begin Source records

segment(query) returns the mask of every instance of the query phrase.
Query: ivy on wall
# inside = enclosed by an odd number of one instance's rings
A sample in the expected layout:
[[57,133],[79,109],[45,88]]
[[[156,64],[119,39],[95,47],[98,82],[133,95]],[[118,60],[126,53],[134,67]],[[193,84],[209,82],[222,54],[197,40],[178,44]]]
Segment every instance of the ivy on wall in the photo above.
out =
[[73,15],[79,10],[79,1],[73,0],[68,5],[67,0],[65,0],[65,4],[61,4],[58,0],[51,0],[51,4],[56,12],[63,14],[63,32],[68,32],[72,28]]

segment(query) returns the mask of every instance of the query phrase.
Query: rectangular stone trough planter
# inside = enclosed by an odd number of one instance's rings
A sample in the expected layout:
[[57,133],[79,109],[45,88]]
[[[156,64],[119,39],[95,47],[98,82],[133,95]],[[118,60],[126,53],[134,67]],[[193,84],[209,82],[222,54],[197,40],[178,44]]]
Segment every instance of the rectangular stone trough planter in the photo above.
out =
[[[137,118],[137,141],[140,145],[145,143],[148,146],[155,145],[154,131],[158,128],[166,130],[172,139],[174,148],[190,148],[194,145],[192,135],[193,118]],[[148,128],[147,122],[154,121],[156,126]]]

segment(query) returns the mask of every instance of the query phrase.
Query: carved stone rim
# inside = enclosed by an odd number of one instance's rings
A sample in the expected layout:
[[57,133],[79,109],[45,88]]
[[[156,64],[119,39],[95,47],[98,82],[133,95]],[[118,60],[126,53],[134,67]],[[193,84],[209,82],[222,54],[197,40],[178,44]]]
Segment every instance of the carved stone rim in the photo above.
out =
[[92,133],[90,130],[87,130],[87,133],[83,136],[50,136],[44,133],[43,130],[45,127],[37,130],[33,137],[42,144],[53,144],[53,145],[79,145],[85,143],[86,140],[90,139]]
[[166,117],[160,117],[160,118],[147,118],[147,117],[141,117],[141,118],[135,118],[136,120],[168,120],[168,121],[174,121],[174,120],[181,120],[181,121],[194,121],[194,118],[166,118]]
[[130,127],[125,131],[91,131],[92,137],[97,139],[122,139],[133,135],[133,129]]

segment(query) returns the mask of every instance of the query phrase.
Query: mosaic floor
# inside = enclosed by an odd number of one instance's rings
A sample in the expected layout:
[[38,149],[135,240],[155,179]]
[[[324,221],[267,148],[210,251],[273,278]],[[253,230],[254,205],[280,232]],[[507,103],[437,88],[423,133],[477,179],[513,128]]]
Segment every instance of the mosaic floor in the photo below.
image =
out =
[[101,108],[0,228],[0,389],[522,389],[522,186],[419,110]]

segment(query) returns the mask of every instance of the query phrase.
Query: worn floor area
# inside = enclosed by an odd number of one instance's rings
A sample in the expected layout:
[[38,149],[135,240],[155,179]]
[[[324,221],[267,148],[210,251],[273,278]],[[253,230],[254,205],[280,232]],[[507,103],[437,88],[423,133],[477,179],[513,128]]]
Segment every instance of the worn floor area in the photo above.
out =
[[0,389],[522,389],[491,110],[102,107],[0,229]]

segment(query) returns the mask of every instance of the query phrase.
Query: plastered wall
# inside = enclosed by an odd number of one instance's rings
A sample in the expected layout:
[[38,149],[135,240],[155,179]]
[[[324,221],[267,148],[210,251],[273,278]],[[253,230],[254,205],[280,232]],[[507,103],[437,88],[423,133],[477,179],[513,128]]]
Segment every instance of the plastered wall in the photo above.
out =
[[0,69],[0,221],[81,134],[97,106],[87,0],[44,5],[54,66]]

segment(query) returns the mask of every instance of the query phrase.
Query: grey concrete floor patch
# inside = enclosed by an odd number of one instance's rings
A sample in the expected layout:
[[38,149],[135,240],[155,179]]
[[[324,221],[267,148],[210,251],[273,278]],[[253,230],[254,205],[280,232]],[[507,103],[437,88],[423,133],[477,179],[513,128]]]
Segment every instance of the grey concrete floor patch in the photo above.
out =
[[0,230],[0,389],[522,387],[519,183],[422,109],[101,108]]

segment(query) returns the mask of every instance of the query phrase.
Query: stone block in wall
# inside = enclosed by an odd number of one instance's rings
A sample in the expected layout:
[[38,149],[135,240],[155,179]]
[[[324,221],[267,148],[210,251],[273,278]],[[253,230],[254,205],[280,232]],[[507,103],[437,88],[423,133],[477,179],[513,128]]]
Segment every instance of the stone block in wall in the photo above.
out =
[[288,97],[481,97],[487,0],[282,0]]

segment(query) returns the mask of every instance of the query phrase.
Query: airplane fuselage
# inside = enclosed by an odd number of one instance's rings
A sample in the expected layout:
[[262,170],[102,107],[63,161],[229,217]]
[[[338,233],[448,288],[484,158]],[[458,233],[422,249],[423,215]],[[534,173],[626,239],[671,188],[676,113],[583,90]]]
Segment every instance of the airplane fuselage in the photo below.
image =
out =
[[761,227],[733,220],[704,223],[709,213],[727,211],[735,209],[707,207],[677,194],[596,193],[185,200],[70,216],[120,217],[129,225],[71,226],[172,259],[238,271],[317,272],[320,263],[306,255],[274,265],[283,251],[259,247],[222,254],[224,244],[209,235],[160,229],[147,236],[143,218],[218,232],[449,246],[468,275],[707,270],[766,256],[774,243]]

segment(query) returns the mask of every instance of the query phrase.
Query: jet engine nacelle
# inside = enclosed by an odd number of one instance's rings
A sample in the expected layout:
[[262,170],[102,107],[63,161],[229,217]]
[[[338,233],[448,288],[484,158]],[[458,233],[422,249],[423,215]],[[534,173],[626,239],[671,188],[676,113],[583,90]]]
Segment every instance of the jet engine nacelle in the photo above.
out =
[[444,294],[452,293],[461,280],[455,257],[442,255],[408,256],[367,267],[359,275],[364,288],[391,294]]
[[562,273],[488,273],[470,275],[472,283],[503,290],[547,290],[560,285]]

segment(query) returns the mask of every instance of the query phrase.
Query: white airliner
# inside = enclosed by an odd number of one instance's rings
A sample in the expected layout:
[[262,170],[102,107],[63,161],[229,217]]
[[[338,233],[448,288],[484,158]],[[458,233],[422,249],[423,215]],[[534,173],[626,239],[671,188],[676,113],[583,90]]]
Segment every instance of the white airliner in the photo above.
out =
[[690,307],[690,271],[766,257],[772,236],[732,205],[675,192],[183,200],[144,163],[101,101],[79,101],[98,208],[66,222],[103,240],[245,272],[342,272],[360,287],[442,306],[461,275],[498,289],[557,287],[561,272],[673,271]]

end Source records

◆ What you should do: Repeat the material word for word, in full.

◆ Right answer:
segment(query) returns the mask of every instance of the query phrase.
Query: ivy on wall
# inside = enclosed by an odd number of one instance's rings
A sample in the expected layout:
[[57,133],[79,109],[45,88]]
[[[156,64],[119,39],[95,47],[98,82],[133,95]],[[118,60],[126,53],[134,67]],[[193,84],[209,82],[222,54],[197,40],[178,44]]]
Segment every instance of the ivy on wall in the photo above.
out =
[[73,15],[79,10],[79,1],[73,0],[68,5],[67,0],[65,0],[65,4],[61,4],[58,0],[51,0],[51,4],[56,12],[63,14],[63,32],[68,32],[72,28]]

segment(query) returns the mask of every instance of the query phrase.
Query: rectangular stone trough planter
# inside = enclosed by an odd number of one instance's rings
A sample in the expected layout:
[[57,133],[79,109],[45,88]]
[[[156,64],[119,39],[95,47],[98,82],[133,95]],[[118,60],[126,53],[134,67]],[[193,84],[209,82],[222,54],[197,40],[178,44]]]
Segment every instance of the rectangular stone trough planter in the photo above.
out =
[[[137,118],[137,141],[140,145],[145,143],[148,146],[155,145],[154,131],[158,128],[166,130],[172,139],[174,148],[190,148],[194,145],[192,135],[193,118]],[[148,128],[147,122],[154,121],[156,126]]]

segment(query) returns the mask of every instance of the query phrase.
Query: carved stone rim
# inside = enclosed by an odd number of one instance's rings
A sample in the expected layout:
[[57,133],[79,109],[45,88]]
[[[156,64],[119,39],[95,47],[98,82],[133,95]],[[118,60],[126,53],[134,67]],[[193,84],[209,82],[222,54],[197,40],[178,44]]]
Segment every instance of the carved stone rim in the photo above.
out =
[[92,133],[90,130],[87,130],[87,133],[83,136],[50,136],[44,133],[43,130],[45,127],[37,130],[33,137],[42,144],[53,144],[53,145],[79,145],[85,143],[86,140],[90,139]]
[[166,117],[160,117],[160,118],[147,118],[147,117],[141,117],[141,118],[135,118],[136,120],[168,120],[168,121],[174,121],[174,120],[181,120],[181,121],[194,121],[194,118],[166,118]]
[[130,127],[125,131],[91,131],[92,137],[97,139],[122,139],[133,135],[133,129]]

segment(query) returns the mask of every instance of the query phrase.
Query: mosaic floor
# inside = enclosed by an odd number of one instance's rings
A sample in the expected layout:
[[38,149],[135,240],[155,179]]
[[[324,221],[267,148],[210,251],[273,278]],[[253,230],[254,205],[280,232]],[[507,103],[437,88],[423,133],[477,179],[513,128]]]
Segment every instance of the mosaic floor in the photo below.
image =
out =
[[101,108],[0,228],[0,389],[522,389],[522,186],[419,110]]

segment(query) returns the mask of every instance of the query phrase.
Query: worn floor area
# inside = enclosed by an odd number of one instance's rings
A sample in the expected layout:
[[38,149],[135,240],[155,179]]
[[[324,221],[267,148],[210,251],[273,278]],[[253,230],[254,205],[280,232]],[[507,103],[437,88],[423,133],[477,179],[513,128]]]
Segment every instance of the worn floor area in the photo above.
out =
[[0,389],[522,389],[491,110],[102,107],[0,229]]

segment(query) returns the mask of every instance of the query phrase.
Query: plastered wall
# inside = enclosed by an odd number of one instance's rings
A sample in the expected layout:
[[38,149],[135,240],[155,179]]
[[[324,221],[267,148],[210,251],[273,278]],[[253,230],[254,205],[280,232]],[[507,103],[437,88],[423,133],[477,179],[513,128]]]
Segment every instance of the plastered wall in the photo above.
out =
[[0,69],[0,221],[81,134],[97,106],[87,0],[44,5],[54,66]]

segment(query) returns the mask of every instance of the query phrase.
Query: grey concrete floor patch
# inside = enclosed by an odd number of one instance's rings
A sample in the expected layout:
[[38,149],[135,240],[155,179]]
[[[324,221],[267,148],[210,251],[273,278]],[[253,230],[254,205],[280,232]],[[507,103],[437,88],[423,133],[477,179],[513,128]]]
Segment every instance of the grey concrete floor patch in the photo above.
out =
[[0,230],[0,389],[522,387],[519,183],[422,109],[101,108]]

segment(query) returns the mask of every instance of the query phrase.
Query: stone block in wall
# inside = enclosed by an odd number of one instance's rings
A sample in the expected layout:
[[38,149],[135,240],[155,179]]
[[[324,221],[267,148],[210,251],[273,278]],[[253,230],[254,205],[280,232]],[[507,103],[437,88],[423,133],[477,179],[513,128]]]
Segment every instance of the stone block in wall in the photo above.
out =
[[288,97],[481,97],[487,0],[282,0]]

segment(query) returns the mask of every instance of the query phrase.
Query: airplane fuselage
# inside = enclosed by an odd number of one instance's rings
A sample in the expected layout:
[[262,170],[102,107],[63,161],[229,217]]
[[[338,233],[448,288],[484,158]],[[458,233],[422,249],[423,215]],[[534,173],[626,239],[671,188],[676,113],[583,90]]]
Segment every instance of the airplane fuselage in the photo below.
image =
out =
[[761,227],[733,220],[704,223],[709,213],[727,211],[735,209],[707,207],[677,194],[596,193],[185,200],[70,216],[120,217],[129,225],[71,226],[172,259],[238,271],[317,272],[320,263],[306,255],[274,265],[283,251],[259,247],[222,254],[224,244],[209,235],[160,229],[147,236],[143,218],[218,232],[449,246],[468,275],[707,270],[766,256],[774,243]]

segment(query) returns the mask of every instance of the query phrase.
Query: jet engine nacelle
# inside = enclosed by an odd number of one instance's rings
A sample in the expected layout:
[[262,170],[102,107],[63,161],[229,217]]
[[[338,233],[448,288],[484,158]],[[458,233],[422,249],[423,215]],[[534,173],[626,239],[671,188],[676,113],[583,90]]]
Segment every instance of the jet engine nacelle in the photo above.
out =
[[444,294],[452,293],[461,280],[455,257],[442,255],[408,256],[367,267],[359,275],[364,288],[391,294]]
[[562,273],[488,273],[470,275],[472,283],[503,290],[547,290],[560,285]]

segment(query) returns the mask of every instance of the query phrase.
Query: white airliner
# inside = enclosed by an odd number of one instance's rings
A sample in the expected layout:
[[262,170],[102,107],[63,161],[229,217]]
[[[338,233],[448,288],[484,158]],[[458,233],[422,249],[423,215]],[[534,173],[626,239],[671,188],[676,113],[583,90]]]
Segment every instance of the white airliner in the photo above.
out =
[[690,307],[690,271],[766,257],[772,236],[732,205],[675,192],[183,200],[144,163],[101,101],[79,101],[98,208],[66,222],[103,240],[245,272],[342,272],[360,287],[442,306],[461,275],[498,289],[557,287],[561,272],[673,271]]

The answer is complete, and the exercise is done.